## What to work on
Search the entries for the word "block" and report each line that has it.

## Records for this task
+++++

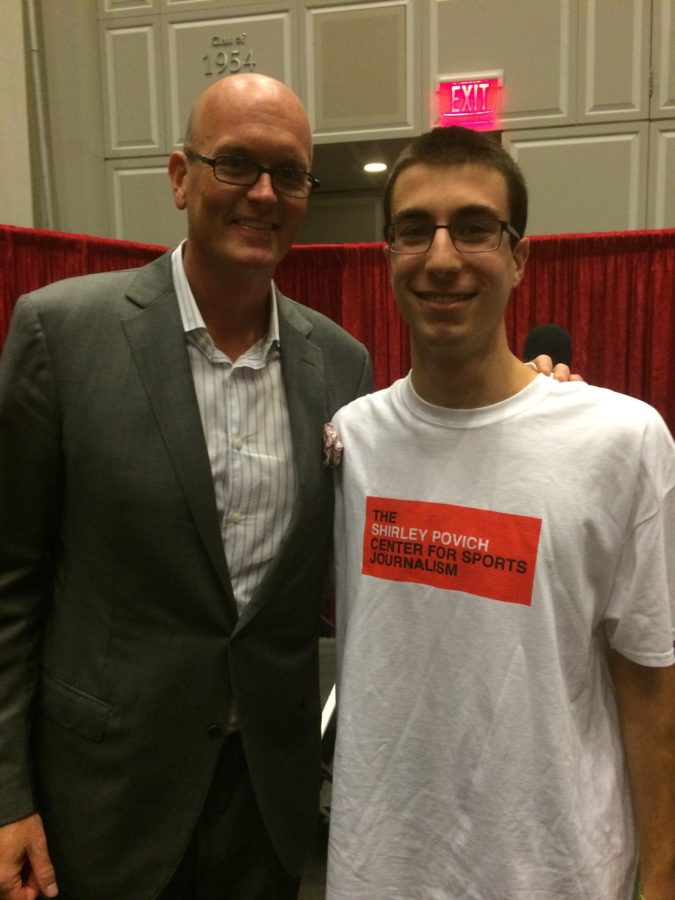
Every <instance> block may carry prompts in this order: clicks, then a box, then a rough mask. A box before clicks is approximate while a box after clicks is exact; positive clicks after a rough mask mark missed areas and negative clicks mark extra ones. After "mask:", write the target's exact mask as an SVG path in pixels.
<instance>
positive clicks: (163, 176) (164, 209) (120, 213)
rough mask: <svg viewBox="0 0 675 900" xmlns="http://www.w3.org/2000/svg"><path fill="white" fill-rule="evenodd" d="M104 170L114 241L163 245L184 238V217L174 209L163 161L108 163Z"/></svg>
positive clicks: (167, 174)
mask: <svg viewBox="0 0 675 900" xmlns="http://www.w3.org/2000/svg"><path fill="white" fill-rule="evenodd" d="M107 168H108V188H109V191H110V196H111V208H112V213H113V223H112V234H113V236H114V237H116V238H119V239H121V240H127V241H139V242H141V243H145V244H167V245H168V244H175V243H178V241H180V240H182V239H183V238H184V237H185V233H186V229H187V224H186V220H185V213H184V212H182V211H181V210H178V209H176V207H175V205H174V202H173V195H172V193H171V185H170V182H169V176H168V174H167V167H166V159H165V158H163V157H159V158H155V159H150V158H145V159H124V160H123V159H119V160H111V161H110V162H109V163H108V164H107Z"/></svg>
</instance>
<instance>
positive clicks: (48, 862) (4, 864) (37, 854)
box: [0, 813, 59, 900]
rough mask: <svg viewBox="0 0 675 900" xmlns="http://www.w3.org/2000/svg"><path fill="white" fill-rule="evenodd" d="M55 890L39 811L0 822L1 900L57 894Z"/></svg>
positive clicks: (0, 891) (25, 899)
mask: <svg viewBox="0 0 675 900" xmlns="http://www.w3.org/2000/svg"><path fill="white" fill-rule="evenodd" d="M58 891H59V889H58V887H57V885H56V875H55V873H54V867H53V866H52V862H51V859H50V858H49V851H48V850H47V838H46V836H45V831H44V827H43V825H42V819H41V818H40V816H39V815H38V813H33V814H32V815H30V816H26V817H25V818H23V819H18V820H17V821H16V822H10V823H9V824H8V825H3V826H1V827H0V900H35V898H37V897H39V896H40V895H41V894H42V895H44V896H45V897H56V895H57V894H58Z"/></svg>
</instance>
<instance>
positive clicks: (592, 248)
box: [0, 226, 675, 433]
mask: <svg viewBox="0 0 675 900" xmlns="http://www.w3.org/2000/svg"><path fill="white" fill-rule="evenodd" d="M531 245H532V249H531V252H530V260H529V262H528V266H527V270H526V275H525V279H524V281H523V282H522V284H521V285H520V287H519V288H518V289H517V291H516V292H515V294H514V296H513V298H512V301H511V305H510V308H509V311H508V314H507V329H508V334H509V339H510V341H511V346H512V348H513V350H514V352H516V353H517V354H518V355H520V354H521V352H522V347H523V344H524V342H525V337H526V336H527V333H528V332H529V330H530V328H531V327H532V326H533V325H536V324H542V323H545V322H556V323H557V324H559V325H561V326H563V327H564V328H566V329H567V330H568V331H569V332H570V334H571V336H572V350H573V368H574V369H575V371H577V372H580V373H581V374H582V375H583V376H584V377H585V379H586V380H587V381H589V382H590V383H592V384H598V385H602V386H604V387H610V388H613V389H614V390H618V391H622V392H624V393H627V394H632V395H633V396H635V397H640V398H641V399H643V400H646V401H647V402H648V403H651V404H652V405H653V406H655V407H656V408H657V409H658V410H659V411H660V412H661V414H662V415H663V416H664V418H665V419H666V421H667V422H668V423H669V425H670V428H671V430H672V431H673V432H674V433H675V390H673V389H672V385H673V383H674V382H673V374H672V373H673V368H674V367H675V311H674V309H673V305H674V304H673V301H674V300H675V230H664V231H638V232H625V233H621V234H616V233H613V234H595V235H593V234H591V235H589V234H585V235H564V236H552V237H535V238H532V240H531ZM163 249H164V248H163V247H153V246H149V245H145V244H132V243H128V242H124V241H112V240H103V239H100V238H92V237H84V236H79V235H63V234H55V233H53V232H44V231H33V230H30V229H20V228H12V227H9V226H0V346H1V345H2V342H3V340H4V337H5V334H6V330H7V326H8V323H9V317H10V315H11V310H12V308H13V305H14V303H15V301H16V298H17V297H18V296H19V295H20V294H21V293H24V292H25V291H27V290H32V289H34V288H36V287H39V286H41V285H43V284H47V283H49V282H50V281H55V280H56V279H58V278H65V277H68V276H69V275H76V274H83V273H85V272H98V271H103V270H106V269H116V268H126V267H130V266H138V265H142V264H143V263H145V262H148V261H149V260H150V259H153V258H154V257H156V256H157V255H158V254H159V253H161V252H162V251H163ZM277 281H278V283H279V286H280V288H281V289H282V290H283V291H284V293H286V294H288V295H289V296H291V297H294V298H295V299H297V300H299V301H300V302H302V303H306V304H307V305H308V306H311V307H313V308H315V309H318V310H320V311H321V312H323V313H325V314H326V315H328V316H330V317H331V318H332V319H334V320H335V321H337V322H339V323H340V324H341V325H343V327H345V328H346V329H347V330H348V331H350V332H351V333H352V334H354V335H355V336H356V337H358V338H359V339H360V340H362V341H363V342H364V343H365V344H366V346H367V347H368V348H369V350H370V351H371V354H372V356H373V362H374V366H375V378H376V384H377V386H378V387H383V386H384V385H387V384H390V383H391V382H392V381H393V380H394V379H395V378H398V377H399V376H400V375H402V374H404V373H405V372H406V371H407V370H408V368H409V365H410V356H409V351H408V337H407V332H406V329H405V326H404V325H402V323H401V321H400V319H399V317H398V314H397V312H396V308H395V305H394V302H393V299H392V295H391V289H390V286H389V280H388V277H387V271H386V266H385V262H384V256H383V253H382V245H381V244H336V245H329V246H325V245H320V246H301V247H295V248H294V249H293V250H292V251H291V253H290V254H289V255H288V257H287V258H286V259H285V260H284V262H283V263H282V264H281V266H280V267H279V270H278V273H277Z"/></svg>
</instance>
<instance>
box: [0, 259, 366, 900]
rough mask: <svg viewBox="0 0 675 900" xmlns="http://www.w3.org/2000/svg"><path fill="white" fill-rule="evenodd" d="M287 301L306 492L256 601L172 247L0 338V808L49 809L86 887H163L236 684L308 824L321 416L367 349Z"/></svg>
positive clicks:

+++++

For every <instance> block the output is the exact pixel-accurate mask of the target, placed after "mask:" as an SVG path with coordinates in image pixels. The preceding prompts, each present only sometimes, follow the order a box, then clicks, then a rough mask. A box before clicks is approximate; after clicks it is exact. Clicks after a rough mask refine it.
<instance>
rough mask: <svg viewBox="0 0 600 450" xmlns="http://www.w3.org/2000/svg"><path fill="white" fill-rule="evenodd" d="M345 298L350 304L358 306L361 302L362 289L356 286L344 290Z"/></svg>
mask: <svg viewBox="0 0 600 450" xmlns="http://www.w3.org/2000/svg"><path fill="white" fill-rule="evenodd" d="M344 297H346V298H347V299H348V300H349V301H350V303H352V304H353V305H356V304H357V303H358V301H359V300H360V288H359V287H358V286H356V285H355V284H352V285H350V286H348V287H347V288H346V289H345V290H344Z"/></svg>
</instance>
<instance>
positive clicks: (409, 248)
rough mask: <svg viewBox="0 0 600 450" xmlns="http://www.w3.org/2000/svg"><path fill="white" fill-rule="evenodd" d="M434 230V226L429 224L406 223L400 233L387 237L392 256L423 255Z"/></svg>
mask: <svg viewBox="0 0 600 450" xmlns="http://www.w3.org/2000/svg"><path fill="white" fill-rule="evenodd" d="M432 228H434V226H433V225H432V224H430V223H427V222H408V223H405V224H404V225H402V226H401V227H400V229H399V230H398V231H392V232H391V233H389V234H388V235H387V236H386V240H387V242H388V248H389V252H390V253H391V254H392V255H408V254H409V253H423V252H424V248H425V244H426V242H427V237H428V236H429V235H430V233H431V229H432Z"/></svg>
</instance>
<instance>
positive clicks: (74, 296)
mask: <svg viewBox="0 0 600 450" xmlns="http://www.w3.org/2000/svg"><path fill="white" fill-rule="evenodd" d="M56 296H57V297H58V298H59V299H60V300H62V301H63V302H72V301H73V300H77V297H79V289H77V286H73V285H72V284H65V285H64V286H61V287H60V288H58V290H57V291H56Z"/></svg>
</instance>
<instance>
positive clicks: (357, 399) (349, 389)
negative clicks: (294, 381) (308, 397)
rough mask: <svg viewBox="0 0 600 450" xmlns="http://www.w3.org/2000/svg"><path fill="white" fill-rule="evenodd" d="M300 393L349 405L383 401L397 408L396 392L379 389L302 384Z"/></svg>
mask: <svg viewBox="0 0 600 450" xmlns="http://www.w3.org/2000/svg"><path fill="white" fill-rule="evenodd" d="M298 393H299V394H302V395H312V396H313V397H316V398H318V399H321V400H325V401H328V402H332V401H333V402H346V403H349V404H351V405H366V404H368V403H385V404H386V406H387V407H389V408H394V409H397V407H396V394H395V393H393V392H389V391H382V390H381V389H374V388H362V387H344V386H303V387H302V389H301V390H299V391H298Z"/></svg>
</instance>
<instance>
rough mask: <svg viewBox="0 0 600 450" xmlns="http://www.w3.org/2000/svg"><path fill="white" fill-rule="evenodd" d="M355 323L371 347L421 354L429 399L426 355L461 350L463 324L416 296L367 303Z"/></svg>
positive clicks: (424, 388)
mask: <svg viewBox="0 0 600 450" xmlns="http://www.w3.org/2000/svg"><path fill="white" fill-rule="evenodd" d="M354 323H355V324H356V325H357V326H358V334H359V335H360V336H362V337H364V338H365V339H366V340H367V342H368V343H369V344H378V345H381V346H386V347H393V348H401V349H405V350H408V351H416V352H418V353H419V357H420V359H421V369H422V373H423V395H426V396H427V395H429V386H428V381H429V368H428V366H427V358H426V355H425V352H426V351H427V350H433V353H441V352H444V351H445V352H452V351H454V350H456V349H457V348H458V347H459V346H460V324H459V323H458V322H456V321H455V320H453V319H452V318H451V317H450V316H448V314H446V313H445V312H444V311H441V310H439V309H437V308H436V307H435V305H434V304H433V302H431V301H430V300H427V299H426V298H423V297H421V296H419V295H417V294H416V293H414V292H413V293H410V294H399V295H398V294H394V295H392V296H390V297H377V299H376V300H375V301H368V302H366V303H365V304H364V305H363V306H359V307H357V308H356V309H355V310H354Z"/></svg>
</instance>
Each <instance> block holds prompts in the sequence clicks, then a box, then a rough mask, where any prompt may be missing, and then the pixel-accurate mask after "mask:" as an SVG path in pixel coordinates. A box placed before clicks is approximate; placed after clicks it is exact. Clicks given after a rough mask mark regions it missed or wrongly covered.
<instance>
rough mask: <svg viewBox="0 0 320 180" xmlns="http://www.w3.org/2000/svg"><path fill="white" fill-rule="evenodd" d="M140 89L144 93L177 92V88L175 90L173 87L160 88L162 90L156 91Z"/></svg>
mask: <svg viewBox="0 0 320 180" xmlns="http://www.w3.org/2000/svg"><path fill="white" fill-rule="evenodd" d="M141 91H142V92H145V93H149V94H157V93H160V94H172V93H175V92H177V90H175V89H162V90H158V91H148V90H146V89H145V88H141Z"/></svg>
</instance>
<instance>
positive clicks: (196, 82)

+++++

## Answer to the exercise
Every <instance> block may carry prompts in this order: clicks, then a box, then a rough mask. A box before clicks is approximate while a box after clicks is exact; positive clicks after a rough mask mark missed areas and negative clicks mark extra ones. After "mask:", write the target's exact mask as an SVG path in pixels.
For every <instance> block the output is the exact pixel-accurate mask of the target, placed after "mask:" as an SVG path with coordinates in image pixels. The preceding prompts, each present only sometimes, follow the order a box, then clicks, then a rough mask. A box before clicks is approximate; after clicks it is exact. Clicks after a rough mask refine it.
Each <instance> block holds prompts in the sequence clicks, then a box, then a rough mask, where any prompt may be missing, and then the pixel-accurate mask after "mask:" as an SVG path in pixel coordinates. A box placed before clicks is approximate; placed after clicks it is exact. Clicks given after a rough mask mark regions it missed or wrongly covered.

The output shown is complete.